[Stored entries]

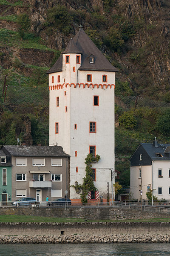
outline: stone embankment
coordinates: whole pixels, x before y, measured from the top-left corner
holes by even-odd
[[[112,243],[170,243],[170,235],[141,234],[81,235],[0,236],[0,244],[106,244]]]

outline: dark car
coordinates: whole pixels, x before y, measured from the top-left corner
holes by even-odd
[[[67,205],[71,205],[71,201],[69,198],[67,198]],[[65,198],[59,198],[56,199],[51,202],[48,202],[47,206],[63,206],[65,205]]]
[[[33,203],[36,202],[36,200],[34,197],[25,197],[25,198],[20,198],[14,202],[12,202],[13,206],[27,206],[30,205],[30,203]]]

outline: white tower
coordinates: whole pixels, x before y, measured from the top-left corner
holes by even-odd
[[[107,185],[109,197],[112,197],[116,71],[80,27],[48,72],[49,144],[57,143],[70,155],[70,185],[75,185],[76,181],[82,184],[85,159],[88,153],[98,154],[101,157],[92,167],[99,192],[89,193],[89,200],[98,200],[100,195],[103,201],[106,200]],[[70,198],[80,200],[73,187]]]

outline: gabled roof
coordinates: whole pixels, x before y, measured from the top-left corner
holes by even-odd
[[[105,71],[116,72],[119,71],[107,59],[104,55],[80,27],[79,32],[73,39],[71,39],[63,53],[76,53],[82,54],[81,65],[79,70]],[[94,58],[94,63],[89,63],[89,56],[93,54]],[[59,72],[62,70],[62,55],[47,74]]]
[[[11,156],[55,156],[68,157],[69,155],[64,152],[60,146],[17,146],[4,145],[3,147]]]

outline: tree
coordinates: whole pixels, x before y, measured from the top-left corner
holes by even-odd
[[[151,184],[149,184],[148,187],[149,187],[149,188],[147,189],[146,195],[147,199],[150,201],[151,201],[152,200],[152,189]],[[153,201],[158,200],[158,197],[156,196],[153,196]]]
[[[17,17],[17,23],[20,36],[24,39],[25,34],[29,31],[31,26],[28,16],[26,13],[20,14]]]
[[[120,125],[128,129],[134,128],[137,124],[135,117],[133,113],[130,112],[124,112],[119,117],[119,121]]]

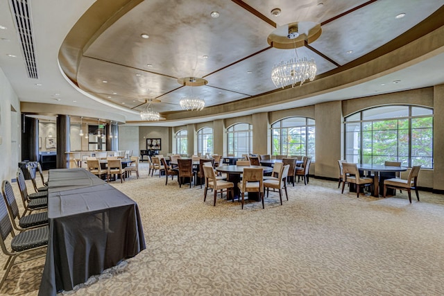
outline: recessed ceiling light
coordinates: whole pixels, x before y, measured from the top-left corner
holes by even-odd
[[[395,17],[397,19],[402,19],[402,17],[405,17],[405,13],[402,12],[402,13],[400,13],[399,15],[398,15],[396,17]]]

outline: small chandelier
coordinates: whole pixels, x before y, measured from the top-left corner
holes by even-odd
[[[316,63],[314,58],[307,59],[304,57],[299,58],[296,51],[295,40],[299,37],[298,26],[289,27],[288,39],[293,40],[294,51],[296,53],[296,58],[292,58],[287,62],[281,61],[275,64],[271,70],[271,80],[276,87],[282,87],[291,85],[292,87],[299,82],[302,85],[304,81],[309,80],[312,81],[316,75]]]
[[[154,111],[151,107],[151,101],[146,106],[146,109],[140,112],[140,118],[144,121],[159,121],[160,114],[159,112]]]

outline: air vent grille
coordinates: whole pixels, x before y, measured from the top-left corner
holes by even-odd
[[[15,17],[15,26],[25,58],[28,77],[37,79],[37,62],[34,49],[33,23],[31,17],[31,8],[28,0],[10,0],[12,15]]]

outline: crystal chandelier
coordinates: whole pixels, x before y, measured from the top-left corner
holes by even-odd
[[[291,85],[293,87],[298,82],[302,85],[304,81],[309,80],[312,81],[316,75],[316,63],[314,58],[307,59],[304,57],[299,58],[296,51],[295,39],[299,37],[298,26],[289,28],[289,33],[287,37],[293,40],[296,58],[292,58],[287,62],[281,61],[275,64],[271,71],[271,80],[276,87],[284,88]]]
[[[140,112],[140,118],[144,121],[159,121],[160,114],[159,112],[154,111],[151,106],[151,101],[146,106],[146,109]]]

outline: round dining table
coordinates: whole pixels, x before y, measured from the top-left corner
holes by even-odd
[[[234,184],[234,199],[239,199],[240,196],[240,189],[237,186],[237,184],[241,181],[241,174],[244,173],[244,168],[263,168],[264,173],[271,173],[273,168],[271,166],[237,166],[232,164],[230,166],[222,166],[216,168],[216,171],[221,173],[226,173],[227,181],[232,182]],[[255,200],[257,202],[260,201],[259,195],[254,192],[248,193],[248,200]]]

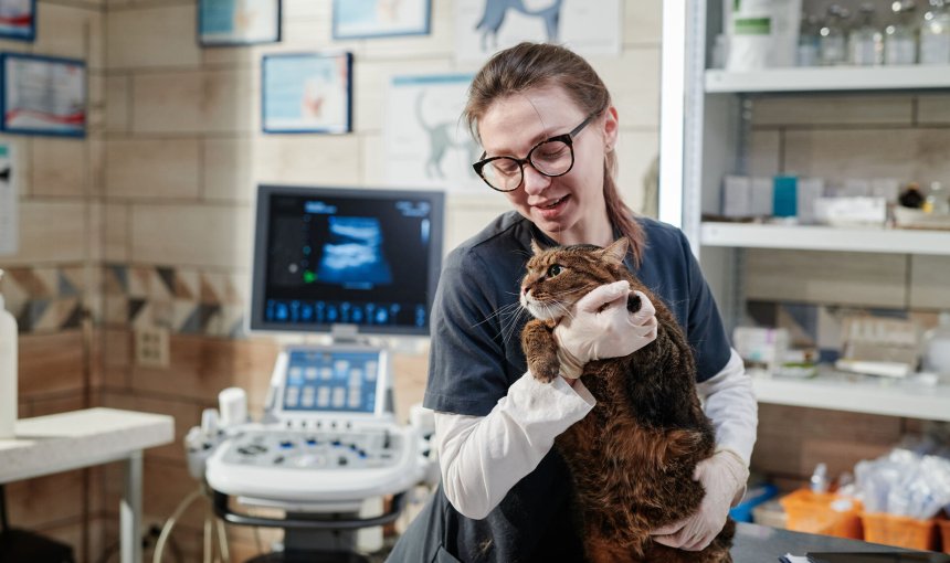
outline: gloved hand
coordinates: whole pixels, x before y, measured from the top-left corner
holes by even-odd
[[[561,375],[581,376],[593,360],[620,358],[656,340],[656,310],[641,291],[636,312],[626,310],[630,284],[615,282],[592,289],[555,327]]]
[[[693,479],[703,484],[706,496],[699,509],[683,520],[651,532],[656,543],[686,551],[706,549],[726,525],[735,501],[746,490],[749,469],[735,452],[722,449],[696,464]]]

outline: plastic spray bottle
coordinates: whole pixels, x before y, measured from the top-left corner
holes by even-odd
[[[2,277],[0,269],[0,279]],[[15,437],[17,338],[17,319],[7,311],[3,294],[0,294],[0,439]]]

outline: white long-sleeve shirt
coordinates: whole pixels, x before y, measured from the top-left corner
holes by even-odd
[[[697,384],[716,431],[717,449],[748,466],[756,443],[758,405],[751,379],[732,350],[726,367]],[[597,404],[578,380],[540,383],[530,372],[486,416],[435,413],[435,447],[445,496],[463,516],[483,519],[521,478],[534,471],[555,438]]]

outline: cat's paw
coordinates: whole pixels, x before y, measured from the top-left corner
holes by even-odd
[[[540,358],[528,360],[528,369],[531,370],[531,375],[541,383],[550,383],[555,378],[560,375],[561,364],[557,357],[548,360]]]

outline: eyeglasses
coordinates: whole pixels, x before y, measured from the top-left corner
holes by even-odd
[[[571,132],[558,135],[535,145],[525,158],[485,158],[485,152],[483,152],[482,160],[472,164],[472,168],[489,188],[499,192],[510,192],[521,185],[521,182],[525,181],[525,164],[530,164],[531,168],[548,178],[564,176],[574,166],[574,137],[599,113],[594,111],[589,115]]]

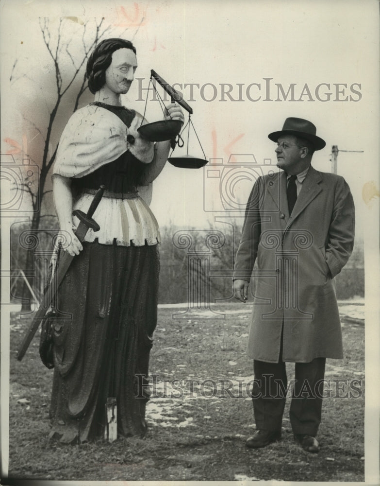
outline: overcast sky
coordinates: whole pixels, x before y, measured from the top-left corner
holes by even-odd
[[[341,151],[338,157],[338,173],[349,184],[357,213],[363,215],[358,218],[360,226],[366,210],[363,186],[379,179],[378,2],[173,0],[125,2],[123,7],[118,3],[5,2],[2,80],[9,79],[18,58],[19,66],[23,62],[28,66],[29,75],[43,88],[36,95],[24,80],[14,84],[10,96],[2,98],[10,134],[22,138],[17,132],[17,110],[25,109],[26,102],[33,105],[38,124],[39,110],[52,96],[52,66],[38,17],[50,17],[52,35],[60,17],[77,17],[69,33],[75,45],[81,41],[75,39],[78,22],[103,17],[105,24],[114,28],[113,35],[125,31],[124,36],[133,38],[137,49],[136,76],[144,79],[135,81],[124,104],[144,111],[144,102],[137,100],[141,99],[141,88],[148,87],[151,69],[170,84],[179,83],[193,108],[192,120],[208,158],[222,158],[225,164],[231,154],[253,154],[259,164],[264,159],[274,162],[274,146],[267,135],[280,129],[288,116],[313,121],[326,141],[326,148],[314,158],[317,169],[330,170],[332,145],[341,151]],[[195,84],[192,93],[184,83]],[[291,89],[284,100],[292,87],[294,94]],[[63,125],[69,114],[62,115]],[[151,121],[161,116],[159,103],[150,101],[147,117]],[[4,124],[3,140],[10,136]],[[3,144],[3,153],[4,148]],[[189,150],[201,156],[192,134]],[[178,149],[176,153],[181,154]],[[238,167],[241,160],[235,160]],[[219,194],[223,174],[221,172],[221,177],[215,178],[210,174],[207,168],[183,170],[166,165],[154,183],[152,203],[162,226],[171,222],[200,227],[220,214],[208,210],[223,208]],[[251,184],[239,182],[240,175],[237,170],[230,180],[235,185],[233,197],[243,203]]]

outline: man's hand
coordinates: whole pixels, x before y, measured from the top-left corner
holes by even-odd
[[[165,120],[180,120],[183,123],[185,120],[182,108],[177,103],[170,103],[165,109]]]
[[[232,284],[233,296],[240,302],[246,303],[248,298],[249,282],[245,280],[235,280]]]

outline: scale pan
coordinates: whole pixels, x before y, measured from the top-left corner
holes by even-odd
[[[141,137],[151,142],[162,142],[177,137],[182,125],[181,120],[161,120],[142,125],[137,131]]]
[[[191,155],[184,155],[182,157],[170,157],[167,159],[175,167],[181,169],[200,169],[208,162],[204,158],[197,158]]]

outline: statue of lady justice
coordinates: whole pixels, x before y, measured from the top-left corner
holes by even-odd
[[[53,168],[54,203],[68,242],[64,249],[76,255],[56,302],[71,317],[53,324],[50,436],[64,443],[101,437],[110,397],[116,400],[119,434],[143,436],[147,430],[160,233],[141,196],[149,199],[171,142],[142,139],[137,128],[145,121],[122,105],[120,95],[128,91],[137,66],[129,41],[108,39],[96,47],[87,65],[95,101],[69,120]],[[175,103],[165,118],[184,119]],[[100,185],[105,191],[94,214],[100,229],[90,229],[81,243],[72,210],[85,212]]]

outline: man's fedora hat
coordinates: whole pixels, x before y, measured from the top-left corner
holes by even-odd
[[[326,143],[320,137],[317,137],[316,133],[315,125],[311,122],[302,118],[287,118],[285,121],[281,130],[270,133],[268,137],[274,142],[277,142],[279,137],[281,135],[295,135],[311,142],[314,150],[320,150],[326,145]]]

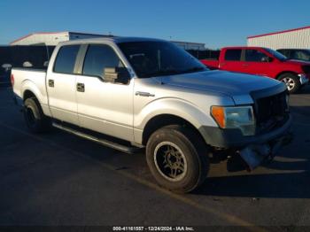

[WORK REQUIRED] Which lines in the entries above contain the word "white"? Gather every one of them and copy each line in full.

[COMPLETED EXERCISE]
outline: white tower
outline: white long-sleeve shirt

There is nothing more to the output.